◆ Record list ◆
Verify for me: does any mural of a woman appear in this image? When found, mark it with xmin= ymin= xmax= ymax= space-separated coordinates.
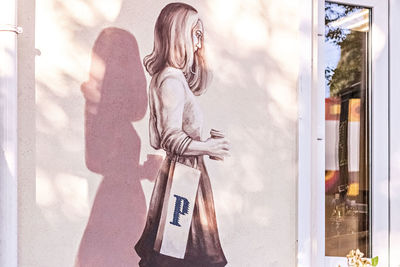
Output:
xmin=135 ymin=3 xmax=229 ymax=267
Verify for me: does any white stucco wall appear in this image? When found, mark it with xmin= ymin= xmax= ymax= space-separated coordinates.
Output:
xmin=18 ymin=0 xmax=299 ymax=267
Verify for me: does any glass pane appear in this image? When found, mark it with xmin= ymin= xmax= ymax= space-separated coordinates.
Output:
xmin=324 ymin=2 xmax=371 ymax=257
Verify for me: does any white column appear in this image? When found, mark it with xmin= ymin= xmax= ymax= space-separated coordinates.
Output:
xmin=0 ymin=0 xmax=18 ymax=267
xmin=389 ymin=0 xmax=400 ymax=267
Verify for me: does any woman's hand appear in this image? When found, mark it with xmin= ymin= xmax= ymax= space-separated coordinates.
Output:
xmin=205 ymin=137 xmax=230 ymax=160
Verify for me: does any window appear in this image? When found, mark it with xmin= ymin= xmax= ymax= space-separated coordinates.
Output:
xmin=323 ymin=2 xmax=371 ymax=257
xmin=298 ymin=0 xmax=389 ymax=267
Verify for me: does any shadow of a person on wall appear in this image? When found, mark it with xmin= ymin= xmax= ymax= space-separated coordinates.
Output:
xmin=75 ymin=28 xmax=162 ymax=267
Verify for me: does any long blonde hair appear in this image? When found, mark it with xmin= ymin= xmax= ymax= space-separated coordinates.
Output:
xmin=143 ymin=3 xmax=209 ymax=95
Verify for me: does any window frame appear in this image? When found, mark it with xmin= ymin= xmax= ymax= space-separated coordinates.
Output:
xmin=297 ymin=0 xmax=390 ymax=267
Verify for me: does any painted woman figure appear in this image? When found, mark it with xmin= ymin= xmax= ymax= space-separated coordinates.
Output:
xmin=135 ymin=3 xmax=229 ymax=267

◆ Direction ◆
Convert every line of the listing above into a Markdown table with the columns Row and Line, numbering the rows and skipping blank lines. Omit the picture from the table.

◆ Exercise solution ◆
| Row | Line |
|---|---|
| 1 | Verify for me: does any mural of a woman appear in this image? When found, mark it with xmin= ymin= xmax= ymax= space-separated coordinates. |
| 2 | Output: |
| 3 | xmin=135 ymin=3 xmax=229 ymax=267 |
| 4 | Verify for me: does any white stucco wall appear in this image? When found, mark it with xmin= ymin= xmax= ymax= space-separated coordinates. |
| 5 | Output: |
| 6 | xmin=18 ymin=0 xmax=299 ymax=267 |
| 7 | Verify for me: does any glass pane appear in this image? When found, mark it with xmin= ymin= xmax= ymax= space-separated coordinates. |
| 8 | Output: |
| 9 | xmin=324 ymin=2 xmax=371 ymax=257 |
| 10 | Verify for me: does any white column appear in this image? When found, mark it with xmin= ymin= xmax= ymax= space-separated coordinates. |
| 11 | Output: |
| 12 | xmin=0 ymin=0 xmax=18 ymax=267 |
| 13 | xmin=389 ymin=0 xmax=400 ymax=267 |
| 14 | Verify for me: does any woman's hand appear in this image? When found, mark it with xmin= ymin= xmax= ymax= space-separated coordinates. |
| 15 | Output: |
| 16 | xmin=205 ymin=137 xmax=230 ymax=160 |
| 17 | Verify for me: does any window appear in this image? When found, mark it with xmin= ymin= xmax= ymax= space-separated coordinates. |
| 18 | Output: |
| 19 | xmin=323 ymin=2 xmax=371 ymax=257 |
| 20 | xmin=298 ymin=0 xmax=389 ymax=267 |
| 21 | Verify for me: does any shadow of a person on wall appear in this image? When found, mark it with xmin= ymin= xmax= ymax= space-separated coordinates. |
| 22 | Output: |
| 23 | xmin=75 ymin=28 xmax=162 ymax=267 |
| 24 | Verify for me: does any long blonde hair appear in this image? When found, mark it with xmin= ymin= xmax= ymax= space-separated coordinates. |
| 25 | Output: |
| 26 | xmin=143 ymin=3 xmax=209 ymax=95 |
| 27 | Verify for me: does any window frame appear in this image? When found, mark it with xmin= ymin= xmax= ymax= space-separated coordinates. |
| 28 | Output: |
| 29 | xmin=297 ymin=0 xmax=390 ymax=267 |
| 30 | Verify for me: does any painted woman figure appear in this image? When found, mark it with xmin= ymin= xmax= ymax= space-separated coordinates. |
| 31 | Output: |
| 32 | xmin=135 ymin=3 xmax=229 ymax=267 |